- GIVEN REQUEST:
Please convert each line of the rows below into a Markdown table with the columns "No." and "Line." Skip blank lines and leave the pictures out.

[Data entries]
** START **

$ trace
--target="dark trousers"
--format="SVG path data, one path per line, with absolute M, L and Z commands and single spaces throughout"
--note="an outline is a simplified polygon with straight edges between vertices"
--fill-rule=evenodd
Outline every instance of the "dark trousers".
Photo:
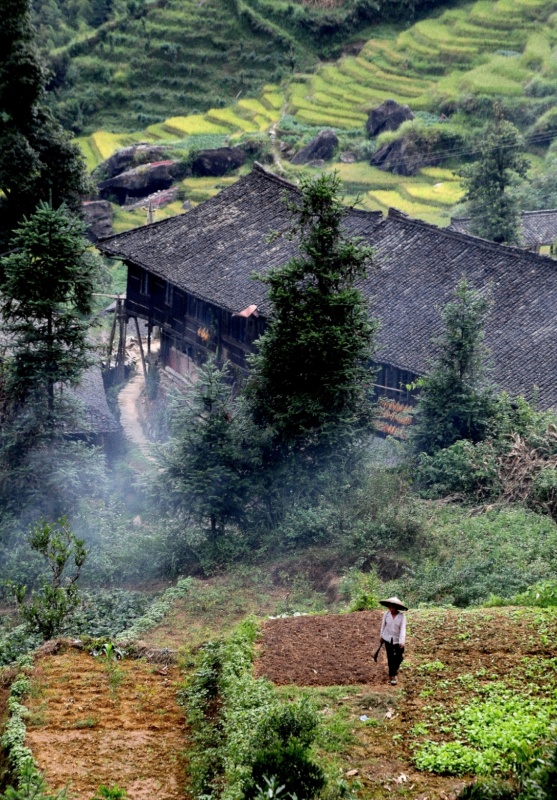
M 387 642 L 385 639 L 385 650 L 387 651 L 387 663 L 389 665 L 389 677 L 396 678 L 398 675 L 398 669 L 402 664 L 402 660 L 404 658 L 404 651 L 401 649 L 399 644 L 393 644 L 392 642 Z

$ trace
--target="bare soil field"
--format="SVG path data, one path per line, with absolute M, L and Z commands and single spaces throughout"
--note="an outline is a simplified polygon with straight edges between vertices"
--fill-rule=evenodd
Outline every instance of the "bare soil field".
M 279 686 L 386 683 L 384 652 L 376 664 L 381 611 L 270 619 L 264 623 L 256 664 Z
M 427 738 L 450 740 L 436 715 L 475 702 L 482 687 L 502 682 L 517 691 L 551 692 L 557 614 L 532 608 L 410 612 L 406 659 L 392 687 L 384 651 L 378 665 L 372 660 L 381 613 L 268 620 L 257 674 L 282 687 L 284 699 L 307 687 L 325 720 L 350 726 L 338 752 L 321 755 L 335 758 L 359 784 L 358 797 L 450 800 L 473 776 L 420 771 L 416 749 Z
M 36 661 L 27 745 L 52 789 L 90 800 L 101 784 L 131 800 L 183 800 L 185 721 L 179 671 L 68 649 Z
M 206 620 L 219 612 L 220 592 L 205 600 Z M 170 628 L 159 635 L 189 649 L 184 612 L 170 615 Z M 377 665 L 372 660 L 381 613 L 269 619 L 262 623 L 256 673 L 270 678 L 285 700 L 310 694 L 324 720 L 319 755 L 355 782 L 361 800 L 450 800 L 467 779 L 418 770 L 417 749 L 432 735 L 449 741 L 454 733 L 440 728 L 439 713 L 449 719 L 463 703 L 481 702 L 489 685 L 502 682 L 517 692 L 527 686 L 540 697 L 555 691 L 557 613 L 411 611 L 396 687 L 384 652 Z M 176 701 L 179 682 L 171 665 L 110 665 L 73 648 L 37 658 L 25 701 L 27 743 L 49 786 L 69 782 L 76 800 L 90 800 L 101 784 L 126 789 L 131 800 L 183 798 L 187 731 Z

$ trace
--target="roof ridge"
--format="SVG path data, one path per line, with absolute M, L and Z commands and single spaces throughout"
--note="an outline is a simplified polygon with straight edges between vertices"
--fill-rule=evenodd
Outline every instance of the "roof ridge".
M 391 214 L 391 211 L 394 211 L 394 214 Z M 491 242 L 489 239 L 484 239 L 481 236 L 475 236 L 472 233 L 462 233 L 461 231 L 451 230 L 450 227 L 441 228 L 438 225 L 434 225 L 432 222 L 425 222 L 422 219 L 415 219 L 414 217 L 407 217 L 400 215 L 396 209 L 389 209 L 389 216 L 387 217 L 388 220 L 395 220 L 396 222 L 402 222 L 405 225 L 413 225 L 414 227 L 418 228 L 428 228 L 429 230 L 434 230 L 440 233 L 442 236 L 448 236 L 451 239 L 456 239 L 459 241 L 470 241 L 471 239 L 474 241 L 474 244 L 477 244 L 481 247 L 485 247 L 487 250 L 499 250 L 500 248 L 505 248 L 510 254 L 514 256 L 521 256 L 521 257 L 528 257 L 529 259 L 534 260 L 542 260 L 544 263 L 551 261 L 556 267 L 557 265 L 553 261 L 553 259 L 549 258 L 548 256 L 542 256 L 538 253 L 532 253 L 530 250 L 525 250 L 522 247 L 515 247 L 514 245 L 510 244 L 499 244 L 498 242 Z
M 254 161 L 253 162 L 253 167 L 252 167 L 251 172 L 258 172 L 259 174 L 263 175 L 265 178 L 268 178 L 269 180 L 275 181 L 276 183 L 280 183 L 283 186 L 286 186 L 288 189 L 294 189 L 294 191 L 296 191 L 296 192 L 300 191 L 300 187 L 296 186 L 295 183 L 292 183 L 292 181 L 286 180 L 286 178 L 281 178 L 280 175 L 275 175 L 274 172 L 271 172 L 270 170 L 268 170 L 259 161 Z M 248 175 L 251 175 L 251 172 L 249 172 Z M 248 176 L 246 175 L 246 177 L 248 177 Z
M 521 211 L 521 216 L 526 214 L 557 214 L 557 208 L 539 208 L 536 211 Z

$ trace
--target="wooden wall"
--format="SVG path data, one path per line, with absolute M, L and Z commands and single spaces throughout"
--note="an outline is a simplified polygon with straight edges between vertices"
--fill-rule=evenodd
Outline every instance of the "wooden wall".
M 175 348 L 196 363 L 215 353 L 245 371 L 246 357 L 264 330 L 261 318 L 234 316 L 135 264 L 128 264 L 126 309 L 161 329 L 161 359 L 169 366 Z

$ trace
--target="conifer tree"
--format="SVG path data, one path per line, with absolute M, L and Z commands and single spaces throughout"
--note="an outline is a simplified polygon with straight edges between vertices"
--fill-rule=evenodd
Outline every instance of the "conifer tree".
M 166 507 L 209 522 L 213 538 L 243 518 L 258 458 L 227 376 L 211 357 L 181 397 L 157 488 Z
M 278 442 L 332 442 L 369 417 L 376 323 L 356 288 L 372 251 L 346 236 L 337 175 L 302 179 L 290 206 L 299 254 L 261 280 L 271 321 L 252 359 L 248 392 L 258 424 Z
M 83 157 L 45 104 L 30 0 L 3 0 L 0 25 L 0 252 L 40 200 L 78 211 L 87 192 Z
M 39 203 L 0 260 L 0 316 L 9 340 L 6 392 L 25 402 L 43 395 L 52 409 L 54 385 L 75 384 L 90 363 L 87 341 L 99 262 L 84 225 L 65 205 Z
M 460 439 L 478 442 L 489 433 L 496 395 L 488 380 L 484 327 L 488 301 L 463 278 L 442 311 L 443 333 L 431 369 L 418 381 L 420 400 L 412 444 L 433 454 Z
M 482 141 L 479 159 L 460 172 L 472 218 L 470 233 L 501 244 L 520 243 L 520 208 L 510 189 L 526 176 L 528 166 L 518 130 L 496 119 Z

** END **

- OUTPUT FOR THIS EXERCISE:
| No. | Line |
|---|---|
| 1 | $ trace |
| 2 | --target="dark trousers" |
| 3 | --format="SVG path data, one path per line, with absolute M, L and Z commands and single spaces throughout" |
| 4 | --note="an outline is a simplified polygon with straight edges between vertices" |
| 5 | --fill-rule=evenodd |
| 6 | Outline every instance of the "dark trousers". |
| 7 | Photo: |
| 8 | M 387 642 L 385 639 L 385 650 L 387 651 L 387 663 L 389 665 L 389 677 L 396 678 L 398 675 L 398 669 L 402 664 L 402 660 L 404 658 L 404 651 L 401 649 L 399 644 L 393 644 L 392 642 Z |
| 9 | $ trace |
| 10 | --target="bare soil field" |
| 11 | --format="SVG path data, one path per line, with absolute M, L and Z commands and single spaces throughout" |
| 12 | --note="an outline is a simplified polygon with straight edges between vertices" |
| 13 | --fill-rule=evenodd |
| 14 | Outline every instance of the "bare soil field". |
| 15 | M 279 686 L 386 683 L 384 652 L 376 664 L 381 611 L 270 619 L 264 623 L 256 664 Z |
| 16 | M 427 738 L 450 740 L 436 715 L 475 702 L 482 687 L 502 682 L 517 691 L 551 692 L 557 614 L 532 608 L 410 612 L 406 659 L 392 687 L 384 651 L 378 665 L 372 660 L 381 613 L 268 620 L 257 674 L 282 687 L 284 699 L 307 687 L 325 720 L 350 726 L 338 752 L 321 755 L 335 758 L 359 784 L 358 797 L 450 800 L 473 776 L 420 771 L 416 749 Z |
| 17 | M 36 661 L 27 745 L 52 789 L 90 800 L 101 784 L 131 800 L 183 800 L 185 721 L 179 671 L 68 649 Z |
| 18 | M 206 620 L 219 612 L 220 592 L 205 600 Z M 170 628 L 159 635 L 189 649 L 184 612 L 170 615 Z M 377 665 L 372 660 L 381 613 L 269 619 L 262 623 L 256 673 L 270 678 L 285 700 L 310 694 L 324 720 L 319 755 L 355 782 L 361 800 L 450 800 L 467 779 L 418 770 L 417 749 L 432 735 L 449 741 L 454 733 L 440 728 L 439 713 L 449 719 L 463 703 L 481 702 L 489 685 L 502 682 L 517 692 L 527 686 L 540 697 L 555 691 L 557 613 L 411 611 L 396 687 L 384 652 Z M 176 701 L 179 682 L 171 665 L 110 665 L 73 648 L 37 658 L 25 701 L 27 743 L 49 786 L 69 782 L 76 800 L 90 800 L 101 784 L 126 789 L 131 800 L 183 798 L 187 731 Z |
| 19 | $ trace |
| 20 | --target="roof ridge" |
| 21 | --format="SVG path data, one path per line, with absolute M, L and Z commands and single spaces throughout" |
| 22 | --note="an outline is a simplified polygon with straight edges between vertices" |
| 23 | --fill-rule=evenodd |
| 24 | Outline every instance of the "roof ridge". |
| 25 | M 391 214 L 391 211 L 394 211 L 394 214 Z M 491 242 L 489 239 L 484 239 L 481 236 L 475 236 L 472 233 L 462 233 L 461 231 L 451 230 L 450 227 L 441 228 L 438 225 L 434 225 L 432 222 L 425 222 L 422 219 L 415 219 L 414 217 L 407 217 L 400 215 L 396 209 L 389 209 L 389 216 L 387 217 L 388 220 L 395 220 L 396 222 L 402 222 L 405 225 L 413 225 L 414 227 L 418 228 L 428 228 L 429 230 L 434 230 L 440 233 L 442 236 L 448 236 L 451 239 L 456 239 L 459 241 L 470 241 L 471 239 L 474 241 L 474 244 L 477 244 L 481 247 L 485 247 L 487 250 L 499 250 L 500 248 L 505 248 L 510 254 L 514 256 L 521 256 L 521 257 L 528 257 L 529 259 L 534 260 L 542 260 L 544 263 L 551 261 L 556 267 L 557 265 L 553 261 L 553 259 L 549 258 L 548 256 L 542 256 L 538 253 L 532 253 L 530 250 L 525 250 L 522 247 L 515 247 L 514 245 L 510 244 L 499 244 L 498 242 Z |
| 26 | M 254 161 L 253 162 L 253 167 L 252 167 L 251 172 L 258 172 L 259 174 L 263 175 L 265 178 L 268 178 L 269 180 L 275 181 L 276 183 L 280 183 L 283 186 L 286 186 L 288 189 L 294 189 L 294 191 L 296 191 L 296 192 L 300 191 L 300 187 L 296 186 L 295 183 L 292 183 L 292 181 L 286 180 L 286 178 L 281 178 L 280 175 L 275 175 L 274 172 L 271 172 L 270 170 L 268 170 L 259 161 Z M 248 175 L 251 175 L 251 172 L 249 172 Z M 248 176 L 246 175 L 246 177 L 248 177 Z |
| 27 | M 521 211 L 521 216 L 526 214 L 557 214 L 557 208 L 539 208 L 536 211 Z |
| 28 | $ trace |
| 29 | --target="wooden wall" |
| 30 | --format="SVG path data, one path per line, with absolute M, L and Z commands and single spaces throughout" |
| 31 | --note="an outline is a simplified polygon with straight edges between vertices" |
| 32 | --fill-rule=evenodd |
| 33 | Outline every instance of the "wooden wall". |
| 34 | M 175 348 L 196 363 L 215 353 L 245 371 L 246 357 L 264 330 L 261 318 L 234 316 L 135 264 L 128 264 L 126 309 L 161 329 L 161 359 L 169 366 Z |
| 35 | $ trace |
| 36 | --target="conifer tree" |
| 37 | --format="SVG path data, one path per line, with absolute M, L and Z commands and single spaces throughout" |
| 38 | --note="an outline is a simplified polygon with straight edges between vertices" |
| 39 | --fill-rule=evenodd |
| 40 | Outline every instance of the "conifer tree". |
| 41 | M 166 507 L 209 522 L 213 538 L 243 518 L 258 458 L 227 376 L 211 357 L 181 397 L 157 488 Z |
| 42 | M 278 442 L 332 442 L 369 417 L 376 323 L 356 288 L 372 251 L 346 236 L 337 175 L 302 179 L 290 206 L 299 254 L 261 280 L 271 321 L 252 359 L 248 392 L 258 424 Z |
| 43 | M 83 157 L 45 104 L 30 0 L 3 0 L 0 25 L 0 252 L 40 200 L 78 211 L 87 192 Z |
| 44 | M 39 203 L 0 260 L 0 316 L 9 340 L 6 392 L 25 402 L 43 395 L 52 409 L 54 385 L 75 384 L 90 363 L 87 341 L 99 262 L 84 225 L 65 205 Z |
| 45 | M 460 439 L 478 442 L 489 433 L 496 395 L 488 380 L 484 327 L 488 301 L 463 278 L 442 311 L 443 333 L 431 369 L 418 381 L 420 400 L 412 444 L 433 454 Z |
| 46 | M 482 141 L 479 159 L 460 172 L 472 218 L 470 233 L 501 244 L 520 243 L 520 208 L 510 189 L 526 176 L 528 166 L 518 130 L 496 119 Z |